SELECTED PASSAGE =
=-=-=-=-=

[ 
https://issues.apache.org/jira/browse/DERBY-47?page=com.atlassian.jira.plugin.system.issuetabpanels:comment-tabpanel#action_12474895
 ] 

A B commented on DERBY-47:
--------------------------

In one of my previous comments I mentioned that d47_engine_doNOTCommit_v1.patch 
has a problem where the addition of an InListResultSet to the FromList causes 
all of the SUR (Scrollable Updatable Result set) tests that use an IN-clause to 
fail. More specifically, the presence of the InListResultSet causes Derby to 
downgrade the cursor scrollability to "CONCUR_READ_ONLY". 

I was eventually able to track down the cause of this behavior: whether or not 
Derby downgrades a result set to CONCUR_READ_ONLY depends on the value returned 
by the execution time result set in the "isForUpdate()" method.  The default 
(as defined in NoPutResultSetImpl) is to return false.

In the case of the SUR tests (prior to my changes) we were getting a 
ScrollInsensitiveResultSet on top of a TableScanResultSet.  The former gets its 
"isForUpdate()" value from the latter, and the latter correctly returns "true" 
to indicate that the result set is for update and thus no downgrade is needed. 
With d47_engine_doNotCommit_v1.patch applied, though, we add an InListResultSet 
to the FromList, which ultimately gives us a JoinResultSet at execution time.  
The JoinResultSet class does not define an "isForUpdate()" method, so we just 
return the default--which is "false".  That causes the cursor concurrency to be 
downgraded to CONCUR_READ_ONLY.

=-=-=-=-=

WRITTEN PROBLEM 1 =
Copy the records from the line containing "apples with a point in the photo above." through the end of the records, putting "timing team" wherever "signal-timing desk" appears, and give back only those lines with nothing else changed.
WRITTEN PROBLEM 2 =
Pick up the comment on Derby's cursor downgrade where it stops and keep writing it.

Location identification entries:
=-=-=-=-=

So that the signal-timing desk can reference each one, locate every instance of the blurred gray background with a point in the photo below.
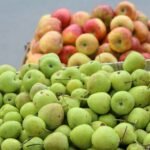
(18, 19)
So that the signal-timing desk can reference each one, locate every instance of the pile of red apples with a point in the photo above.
(105, 34)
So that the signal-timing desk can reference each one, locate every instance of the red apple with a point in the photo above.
(66, 52)
(87, 43)
(71, 33)
(104, 12)
(80, 17)
(146, 55)
(122, 20)
(64, 15)
(140, 31)
(96, 27)
(34, 46)
(142, 17)
(120, 39)
(123, 56)
(136, 45)
(126, 8)
(52, 42)
(105, 47)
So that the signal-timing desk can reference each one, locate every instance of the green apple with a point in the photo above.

=-=-=-=-=

WRITTEN ANSWER 1 =
So that the timing team can reference each one, locate every instance of the pile of red apples with a point in the photo above.
(105, 34)
So that the timing team can reference each one, locate every instance of the red apple with a point in the photo above.
(66, 52)
(87, 43)
(71, 33)
(104, 12)
(80, 17)
(146, 55)
(122, 20)
(64, 15)
(140, 31)
(96, 27)
(34, 46)
(142, 17)
(120, 39)
(123, 56)
(136, 45)
(126, 8)
(52, 42)
(105, 47)
So that the timing team can reference each one, locate every instance of the green apple with a point in the photo above.

WRITTEN ANSWER 2 =
To see what would happen I forced JoinResultSet to return "true" and then there 
was an ASSERT failure because JoinResultSets are not expected to be used for 
update/delete.  The relevant code is in execute/JoinResultSet.java; in the 
"getRowLocation()" method we see the following comment:

   * A join is combining rows from two sources, so it has no
   * single row location to return; just return a null.

My guess is that, since the decision to disallow update/delete on a 
JoinResultSet was intentional, trying to code around that restriction is a bad 
idea.  Or at the very least, it would require a lot more investigation and/or 
work.

Instead of pursuing that potentially treacherous path, I was able to come up 
with some logic that checks to see if a result set is updatable at compile time 
and, if so, to skip the IN-list rewrite.  Early testing suggests that this is 
viable solution.

HOWEVER, as the list of "exceptions" to the IN-list (_v1.patch) rewrite grew, I 
started to wonder if there wasn't some other solution to DERBY-47 that would 
accomplish the same thing, minus all of the exception cases.

A few days later I came across some queries involving multiple IN-list 
predicates for a single SELECT statement.  It turns out that many of those 
queries return incorrect results (duplicate rows) and/or run much more slowly 
with the _v1 patch than without.

The fact that there are so many "exceptions to the rule" combined with the 
undesirable behavior in the face of multiple IN-lists prompted me to abandon my 
initial idea of internally adding an InListResultSetNode to the user's FROM 
list (d47_engine_doNOTCommit_v1.patch).

Instead I have been working on an alternate approach to the problem.  This 
second approach, like the first, is based on a comment made by someone else on 
this issue.  This time, though, the comment in question is from James Synge and 
is as follows:

> The goal of the re-write is to avoid the source of DERBY-47,
> which is that we don't have a multi-probe index scan, only
> range index scans, and worse still, when there are parameters
> involved, the range is the entire index.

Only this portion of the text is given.